═════ Text passage

Facebook has open-sourced some of its video matching technology. The goal of this effort is to cut down on harmful internet content such as child exploitation, terrorist propaganda, and graphic violence. Through the Temporal Match Kernel (TMK), developers can hash duplicate or near-duplicate videos so that such videos cannot be shared and spread across platforms.
With these tools open-sourced, industry partners and non-profits specifically fighting abuse can leverage the technology to further their goals. Facebook specifically applauds Microsoft and Google for their efforts in this area and discusses the partnering ability the tech giants have to stop abuse from spreading around the internet. The National Center for Missing and Exploited Children reported a 541% increase in the number of abusive videos reported from the tech industry, and it expects that the Facebook project will help grow its ability to identify and rescue children.
Videos are transcoded to MP4 within TMK. Users can run the tool to find matching content on their site. FFmpeg is required to utilize TMK. The .tmk file created includes metadata about how the has was computed, pure-average score, and cosine & sine features. Check out GitHub to learn more.
In its blog post announcement, Facebook mentioned open-sourcing photo-matching technology as well. Facebook's photo-matching technology, PDQ, came out of Facebook's Artificial Intelligence Research team in partnership with multiple universities. The same identification and hashing concept is utilized to identify matches and stop the spread of abusive content.

══════════
═════ Information shown

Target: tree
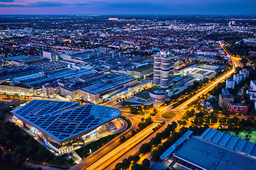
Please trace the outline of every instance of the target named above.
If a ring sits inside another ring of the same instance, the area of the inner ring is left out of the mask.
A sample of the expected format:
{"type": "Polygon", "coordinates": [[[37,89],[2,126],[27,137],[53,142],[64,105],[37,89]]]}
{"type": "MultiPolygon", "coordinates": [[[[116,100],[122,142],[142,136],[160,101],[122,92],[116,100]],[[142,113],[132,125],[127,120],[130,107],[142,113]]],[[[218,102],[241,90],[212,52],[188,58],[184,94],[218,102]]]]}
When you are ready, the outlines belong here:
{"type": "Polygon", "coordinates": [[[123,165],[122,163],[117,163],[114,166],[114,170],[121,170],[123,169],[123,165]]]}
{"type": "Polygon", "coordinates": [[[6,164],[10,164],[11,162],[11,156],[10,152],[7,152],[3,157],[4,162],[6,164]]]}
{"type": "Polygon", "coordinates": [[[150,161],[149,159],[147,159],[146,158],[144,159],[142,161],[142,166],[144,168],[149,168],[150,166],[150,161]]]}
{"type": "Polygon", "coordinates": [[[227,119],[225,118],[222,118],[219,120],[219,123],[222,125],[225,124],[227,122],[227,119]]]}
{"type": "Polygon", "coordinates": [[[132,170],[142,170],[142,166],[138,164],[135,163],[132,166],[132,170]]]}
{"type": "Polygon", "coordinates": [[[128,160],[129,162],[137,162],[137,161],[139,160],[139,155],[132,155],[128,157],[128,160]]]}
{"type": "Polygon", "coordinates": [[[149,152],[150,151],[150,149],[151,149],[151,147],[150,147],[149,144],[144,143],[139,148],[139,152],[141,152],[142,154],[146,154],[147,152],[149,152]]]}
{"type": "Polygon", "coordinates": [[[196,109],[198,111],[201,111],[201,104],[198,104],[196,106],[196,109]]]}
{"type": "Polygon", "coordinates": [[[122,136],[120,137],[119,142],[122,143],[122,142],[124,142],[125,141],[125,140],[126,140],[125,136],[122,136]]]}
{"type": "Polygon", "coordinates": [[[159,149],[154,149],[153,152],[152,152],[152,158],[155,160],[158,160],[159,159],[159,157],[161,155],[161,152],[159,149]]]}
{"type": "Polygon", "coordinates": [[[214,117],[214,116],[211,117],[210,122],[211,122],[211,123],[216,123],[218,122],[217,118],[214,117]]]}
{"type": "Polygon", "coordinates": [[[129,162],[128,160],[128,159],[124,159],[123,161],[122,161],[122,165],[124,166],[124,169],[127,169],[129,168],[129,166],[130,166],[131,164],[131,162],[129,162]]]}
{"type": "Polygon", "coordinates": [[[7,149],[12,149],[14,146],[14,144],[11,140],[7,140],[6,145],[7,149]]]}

══════════

*Brief A*
Can you reproduce word for word everything in the article on Facebook's video matching technology from "Facebook has open-sourced" down to "spread across platforms."?
*Brief B*
How would you put this sentence from the article on Facebook's video matching technology into Spanish: "The same identification and hashing concept is utilized to identify matches and stop the spread of abusive content."

*Correct answer A*
Facebook has open-sourced some of its video matching technology. The goal of this effort is to cut down on harmful internet content such as child exploitation, terrorist propaganda, and graphic violence. Through the Temporal Match Kernel (TMK), developers can hash duplicate or near-duplicate videos so that such videos cannot be shared and spread across platforms.

*Correct answer B*
El mismo concepto de identificación y hash se utiliza para identificar coincidencias y detener la propagación de contenido abusivo.